▶ **Exercise instructions**
Render each line from the beginning of the records through the line containing "rough mask: <svg" as a JSON list of strings, one string per line and no strings for blank lines.

▶ **Material to process**
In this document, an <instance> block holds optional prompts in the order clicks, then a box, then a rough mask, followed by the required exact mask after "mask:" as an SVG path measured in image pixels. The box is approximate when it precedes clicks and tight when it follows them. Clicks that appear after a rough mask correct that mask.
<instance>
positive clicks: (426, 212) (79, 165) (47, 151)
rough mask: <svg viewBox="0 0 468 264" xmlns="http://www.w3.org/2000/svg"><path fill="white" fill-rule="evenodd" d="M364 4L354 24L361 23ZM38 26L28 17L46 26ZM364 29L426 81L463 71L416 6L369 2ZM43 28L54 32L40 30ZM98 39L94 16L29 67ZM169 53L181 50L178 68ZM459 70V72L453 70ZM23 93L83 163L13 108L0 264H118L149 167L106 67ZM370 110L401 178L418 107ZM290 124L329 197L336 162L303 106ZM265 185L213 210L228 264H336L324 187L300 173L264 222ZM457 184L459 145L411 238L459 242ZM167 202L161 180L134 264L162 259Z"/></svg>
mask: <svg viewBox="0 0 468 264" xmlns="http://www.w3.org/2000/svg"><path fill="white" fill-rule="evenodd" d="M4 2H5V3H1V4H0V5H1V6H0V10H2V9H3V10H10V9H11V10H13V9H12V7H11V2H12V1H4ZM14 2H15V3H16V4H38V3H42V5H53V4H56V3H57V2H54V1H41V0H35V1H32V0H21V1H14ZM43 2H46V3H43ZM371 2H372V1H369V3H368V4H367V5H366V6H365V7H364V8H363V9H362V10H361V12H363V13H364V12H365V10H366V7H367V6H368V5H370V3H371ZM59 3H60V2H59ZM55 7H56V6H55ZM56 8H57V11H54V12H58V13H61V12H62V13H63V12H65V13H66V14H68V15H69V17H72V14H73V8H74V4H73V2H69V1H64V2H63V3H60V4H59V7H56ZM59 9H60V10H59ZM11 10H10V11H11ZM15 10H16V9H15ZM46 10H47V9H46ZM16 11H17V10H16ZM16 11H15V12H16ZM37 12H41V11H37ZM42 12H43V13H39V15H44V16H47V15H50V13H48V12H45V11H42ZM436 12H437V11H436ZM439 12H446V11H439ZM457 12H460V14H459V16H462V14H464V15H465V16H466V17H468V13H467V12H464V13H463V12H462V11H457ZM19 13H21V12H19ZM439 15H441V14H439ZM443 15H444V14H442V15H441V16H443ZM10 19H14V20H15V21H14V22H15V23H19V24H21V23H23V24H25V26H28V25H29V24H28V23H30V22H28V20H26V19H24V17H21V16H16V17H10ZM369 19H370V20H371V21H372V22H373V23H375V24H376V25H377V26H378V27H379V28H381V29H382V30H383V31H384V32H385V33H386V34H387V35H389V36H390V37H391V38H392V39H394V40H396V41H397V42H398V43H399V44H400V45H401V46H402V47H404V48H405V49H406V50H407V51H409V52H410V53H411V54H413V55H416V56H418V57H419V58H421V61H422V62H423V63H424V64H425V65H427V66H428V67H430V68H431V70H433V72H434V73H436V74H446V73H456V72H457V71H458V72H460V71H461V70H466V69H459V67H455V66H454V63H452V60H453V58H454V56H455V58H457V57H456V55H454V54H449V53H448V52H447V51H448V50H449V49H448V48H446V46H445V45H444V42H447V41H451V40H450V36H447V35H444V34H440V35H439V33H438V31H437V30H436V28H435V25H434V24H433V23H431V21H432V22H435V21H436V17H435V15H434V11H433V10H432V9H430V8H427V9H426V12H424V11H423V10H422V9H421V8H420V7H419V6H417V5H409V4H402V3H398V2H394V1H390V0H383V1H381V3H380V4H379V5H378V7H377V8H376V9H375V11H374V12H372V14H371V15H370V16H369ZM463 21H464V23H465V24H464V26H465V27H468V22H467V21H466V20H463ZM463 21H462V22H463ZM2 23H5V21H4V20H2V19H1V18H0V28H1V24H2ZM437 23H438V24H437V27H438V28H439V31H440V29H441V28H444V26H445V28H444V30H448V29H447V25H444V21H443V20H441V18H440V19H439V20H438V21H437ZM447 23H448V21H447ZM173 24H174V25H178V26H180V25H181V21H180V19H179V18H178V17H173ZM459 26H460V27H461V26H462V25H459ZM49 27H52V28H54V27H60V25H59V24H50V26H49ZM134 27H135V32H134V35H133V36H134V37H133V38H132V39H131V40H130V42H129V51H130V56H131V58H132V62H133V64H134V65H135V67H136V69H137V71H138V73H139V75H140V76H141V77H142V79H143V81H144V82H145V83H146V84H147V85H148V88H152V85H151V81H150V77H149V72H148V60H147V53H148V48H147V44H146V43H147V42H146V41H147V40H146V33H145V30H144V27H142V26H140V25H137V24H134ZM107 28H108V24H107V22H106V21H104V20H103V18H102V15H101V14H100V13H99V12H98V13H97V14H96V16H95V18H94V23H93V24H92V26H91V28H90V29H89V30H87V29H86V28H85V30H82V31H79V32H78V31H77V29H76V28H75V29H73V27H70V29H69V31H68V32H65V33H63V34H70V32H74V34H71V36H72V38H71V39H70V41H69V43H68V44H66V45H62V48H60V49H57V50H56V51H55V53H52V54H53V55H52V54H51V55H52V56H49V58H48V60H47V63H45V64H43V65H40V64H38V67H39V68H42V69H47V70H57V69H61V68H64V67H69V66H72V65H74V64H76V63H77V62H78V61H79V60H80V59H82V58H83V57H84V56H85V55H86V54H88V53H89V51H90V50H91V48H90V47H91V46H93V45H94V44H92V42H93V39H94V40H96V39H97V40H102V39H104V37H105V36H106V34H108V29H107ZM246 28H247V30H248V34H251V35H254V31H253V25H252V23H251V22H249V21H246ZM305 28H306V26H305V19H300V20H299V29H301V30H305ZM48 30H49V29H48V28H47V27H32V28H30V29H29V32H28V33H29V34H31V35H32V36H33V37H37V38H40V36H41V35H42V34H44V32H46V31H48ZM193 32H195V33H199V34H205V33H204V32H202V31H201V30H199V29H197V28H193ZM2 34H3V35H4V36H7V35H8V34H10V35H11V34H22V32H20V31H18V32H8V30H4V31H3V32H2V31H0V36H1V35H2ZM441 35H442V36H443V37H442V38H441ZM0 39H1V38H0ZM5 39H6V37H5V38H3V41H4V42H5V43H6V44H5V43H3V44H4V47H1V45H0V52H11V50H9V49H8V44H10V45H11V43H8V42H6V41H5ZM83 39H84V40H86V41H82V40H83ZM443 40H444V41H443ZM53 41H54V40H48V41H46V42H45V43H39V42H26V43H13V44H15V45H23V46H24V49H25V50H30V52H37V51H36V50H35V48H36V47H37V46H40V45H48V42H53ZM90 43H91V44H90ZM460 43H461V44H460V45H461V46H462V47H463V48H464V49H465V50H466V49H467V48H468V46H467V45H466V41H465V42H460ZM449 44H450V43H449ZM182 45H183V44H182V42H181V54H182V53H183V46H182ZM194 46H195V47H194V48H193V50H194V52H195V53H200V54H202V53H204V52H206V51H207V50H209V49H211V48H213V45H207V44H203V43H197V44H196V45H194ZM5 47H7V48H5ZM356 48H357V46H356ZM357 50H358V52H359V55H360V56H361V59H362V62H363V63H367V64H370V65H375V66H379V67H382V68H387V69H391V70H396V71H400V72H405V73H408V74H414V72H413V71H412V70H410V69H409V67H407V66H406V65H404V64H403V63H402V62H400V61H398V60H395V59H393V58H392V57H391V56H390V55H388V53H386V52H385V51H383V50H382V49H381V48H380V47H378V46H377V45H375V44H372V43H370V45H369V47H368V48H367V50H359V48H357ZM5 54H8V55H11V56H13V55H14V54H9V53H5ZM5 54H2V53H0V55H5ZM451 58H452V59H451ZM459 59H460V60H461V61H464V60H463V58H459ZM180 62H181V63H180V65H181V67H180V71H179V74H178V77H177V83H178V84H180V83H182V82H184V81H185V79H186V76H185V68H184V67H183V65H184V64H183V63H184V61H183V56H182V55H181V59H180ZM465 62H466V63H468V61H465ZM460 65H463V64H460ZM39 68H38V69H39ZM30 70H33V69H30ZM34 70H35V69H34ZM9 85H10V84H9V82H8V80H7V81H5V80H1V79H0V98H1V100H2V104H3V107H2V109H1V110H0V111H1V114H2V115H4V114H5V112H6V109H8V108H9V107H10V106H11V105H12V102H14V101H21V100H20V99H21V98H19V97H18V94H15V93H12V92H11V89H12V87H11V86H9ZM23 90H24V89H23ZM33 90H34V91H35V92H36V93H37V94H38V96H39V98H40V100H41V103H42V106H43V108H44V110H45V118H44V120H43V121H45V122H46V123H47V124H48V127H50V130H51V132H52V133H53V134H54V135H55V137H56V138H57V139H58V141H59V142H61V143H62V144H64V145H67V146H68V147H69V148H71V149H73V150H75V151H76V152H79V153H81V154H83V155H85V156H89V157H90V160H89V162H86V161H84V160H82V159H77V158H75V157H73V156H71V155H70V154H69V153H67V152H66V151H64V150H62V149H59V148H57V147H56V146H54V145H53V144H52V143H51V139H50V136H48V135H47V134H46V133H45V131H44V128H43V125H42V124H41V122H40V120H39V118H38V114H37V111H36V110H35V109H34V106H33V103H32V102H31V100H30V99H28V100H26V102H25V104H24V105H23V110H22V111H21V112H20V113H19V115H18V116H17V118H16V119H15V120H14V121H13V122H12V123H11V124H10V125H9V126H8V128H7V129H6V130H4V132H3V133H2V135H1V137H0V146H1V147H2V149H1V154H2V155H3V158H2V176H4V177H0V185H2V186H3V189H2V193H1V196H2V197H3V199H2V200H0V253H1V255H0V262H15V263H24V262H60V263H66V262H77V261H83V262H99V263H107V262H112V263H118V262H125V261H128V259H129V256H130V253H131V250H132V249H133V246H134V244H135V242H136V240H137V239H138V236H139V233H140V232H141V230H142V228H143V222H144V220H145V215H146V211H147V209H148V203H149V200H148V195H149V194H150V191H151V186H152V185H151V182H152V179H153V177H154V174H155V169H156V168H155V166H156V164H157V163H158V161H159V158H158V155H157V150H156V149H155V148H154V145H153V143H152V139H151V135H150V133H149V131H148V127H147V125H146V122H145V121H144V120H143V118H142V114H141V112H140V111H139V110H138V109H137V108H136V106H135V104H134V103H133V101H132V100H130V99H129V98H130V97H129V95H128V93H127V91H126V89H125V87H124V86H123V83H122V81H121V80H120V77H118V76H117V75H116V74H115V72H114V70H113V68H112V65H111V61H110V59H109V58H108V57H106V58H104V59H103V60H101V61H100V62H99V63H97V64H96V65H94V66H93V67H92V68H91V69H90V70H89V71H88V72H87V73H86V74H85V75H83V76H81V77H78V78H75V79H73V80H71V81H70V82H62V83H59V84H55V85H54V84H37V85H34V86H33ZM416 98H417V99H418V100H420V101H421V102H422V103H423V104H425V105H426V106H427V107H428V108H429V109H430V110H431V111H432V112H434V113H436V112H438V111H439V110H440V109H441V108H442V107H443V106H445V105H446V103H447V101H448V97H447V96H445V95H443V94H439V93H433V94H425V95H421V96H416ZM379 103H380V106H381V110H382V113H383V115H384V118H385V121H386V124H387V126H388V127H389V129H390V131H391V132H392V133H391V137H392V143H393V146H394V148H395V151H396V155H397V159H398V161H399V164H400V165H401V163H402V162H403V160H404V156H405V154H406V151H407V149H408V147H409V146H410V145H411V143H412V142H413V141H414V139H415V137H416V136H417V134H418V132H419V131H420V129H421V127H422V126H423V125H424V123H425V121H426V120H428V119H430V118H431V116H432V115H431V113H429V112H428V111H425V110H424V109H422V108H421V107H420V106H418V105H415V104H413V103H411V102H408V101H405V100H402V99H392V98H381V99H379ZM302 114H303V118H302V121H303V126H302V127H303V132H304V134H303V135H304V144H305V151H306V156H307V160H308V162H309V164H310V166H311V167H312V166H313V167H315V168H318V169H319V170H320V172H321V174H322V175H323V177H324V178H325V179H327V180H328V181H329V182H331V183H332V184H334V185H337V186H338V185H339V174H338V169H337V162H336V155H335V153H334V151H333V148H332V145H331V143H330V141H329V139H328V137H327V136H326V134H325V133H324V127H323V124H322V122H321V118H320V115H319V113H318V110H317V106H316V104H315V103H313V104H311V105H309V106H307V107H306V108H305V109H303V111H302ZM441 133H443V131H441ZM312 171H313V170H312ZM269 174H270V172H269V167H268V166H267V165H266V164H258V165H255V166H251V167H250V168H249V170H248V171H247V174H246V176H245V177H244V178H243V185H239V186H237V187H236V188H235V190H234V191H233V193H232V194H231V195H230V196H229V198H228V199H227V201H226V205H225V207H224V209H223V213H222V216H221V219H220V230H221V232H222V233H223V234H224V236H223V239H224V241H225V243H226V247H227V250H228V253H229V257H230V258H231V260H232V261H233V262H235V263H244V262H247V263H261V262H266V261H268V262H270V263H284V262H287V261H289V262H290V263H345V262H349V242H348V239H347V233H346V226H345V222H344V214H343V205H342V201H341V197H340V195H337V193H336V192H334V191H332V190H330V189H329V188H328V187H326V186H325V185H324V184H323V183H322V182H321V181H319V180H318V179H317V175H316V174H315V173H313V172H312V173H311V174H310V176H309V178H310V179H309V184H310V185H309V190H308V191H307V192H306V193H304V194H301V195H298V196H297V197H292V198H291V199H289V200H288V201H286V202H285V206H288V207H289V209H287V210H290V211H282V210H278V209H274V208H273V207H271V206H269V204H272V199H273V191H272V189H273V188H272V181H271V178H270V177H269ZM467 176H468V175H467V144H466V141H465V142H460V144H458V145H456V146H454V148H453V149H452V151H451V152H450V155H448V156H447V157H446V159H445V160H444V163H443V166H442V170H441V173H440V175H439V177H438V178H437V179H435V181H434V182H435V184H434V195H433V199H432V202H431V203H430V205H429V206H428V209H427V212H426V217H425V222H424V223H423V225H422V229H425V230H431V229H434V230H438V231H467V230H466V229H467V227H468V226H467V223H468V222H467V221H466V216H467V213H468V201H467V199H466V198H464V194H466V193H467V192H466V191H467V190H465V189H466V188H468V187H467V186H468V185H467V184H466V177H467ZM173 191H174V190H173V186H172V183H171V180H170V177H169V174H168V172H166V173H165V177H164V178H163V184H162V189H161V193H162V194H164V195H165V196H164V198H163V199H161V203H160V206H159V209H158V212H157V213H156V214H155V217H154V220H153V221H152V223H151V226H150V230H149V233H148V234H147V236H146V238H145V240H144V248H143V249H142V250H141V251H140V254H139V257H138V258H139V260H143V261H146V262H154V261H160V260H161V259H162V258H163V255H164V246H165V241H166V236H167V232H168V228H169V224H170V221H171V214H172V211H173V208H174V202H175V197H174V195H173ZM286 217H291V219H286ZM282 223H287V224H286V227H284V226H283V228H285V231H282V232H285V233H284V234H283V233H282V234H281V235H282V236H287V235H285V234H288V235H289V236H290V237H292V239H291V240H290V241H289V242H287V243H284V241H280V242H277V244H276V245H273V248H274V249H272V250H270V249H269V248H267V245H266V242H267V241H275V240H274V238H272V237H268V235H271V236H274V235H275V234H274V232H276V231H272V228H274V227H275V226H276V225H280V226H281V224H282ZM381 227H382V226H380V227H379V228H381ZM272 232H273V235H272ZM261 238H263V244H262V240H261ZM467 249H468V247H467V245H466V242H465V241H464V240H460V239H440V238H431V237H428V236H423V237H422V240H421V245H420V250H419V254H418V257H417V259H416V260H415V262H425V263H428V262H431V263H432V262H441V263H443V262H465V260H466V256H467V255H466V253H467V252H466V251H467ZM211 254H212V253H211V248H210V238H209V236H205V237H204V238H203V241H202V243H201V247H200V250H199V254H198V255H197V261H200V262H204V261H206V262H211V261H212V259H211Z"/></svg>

▶ **Result for this task**
[
  "In this document, an <instance> block holds optional prompts in the order clicks, then a box, then a rough mask, followed by the required exact mask after \"mask:\" as an SVG path measured in image pixels. The box is approximate when it precedes clicks and tight when it follows them. Clicks that appear after a rough mask correct that mask.",
  "<instance>",
  "positive clicks: (426, 212) (79, 165) (47, 151)",
  "rough mask: <svg viewBox=\"0 0 468 264\" xmlns=\"http://www.w3.org/2000/svg\"><path fill=\"white\" fill-rule=\"evenodd\" d=\"M364 4L354 24L361 23ZM38 26L28 17L46 26ZM364 29L426 81L463 71L416 6L369 2ZM43 28L54 32L40 30ZM98 39L94 16L29 67ZM169 53L181 50L178 68ZM459 70V72L453 70ZM23 93L83 163L13 108L0 264H118L149 167L106 67ZM370 110L401 178L418 107ZM290 124L329 197L336 162L303 106ZM265 185L213 210L228 264H336L324 187L300 173L264 222ZM457 184L459 145L411 238L459 242ZM167 202L161 180L134 264L162 259Z\"/></svg>"
]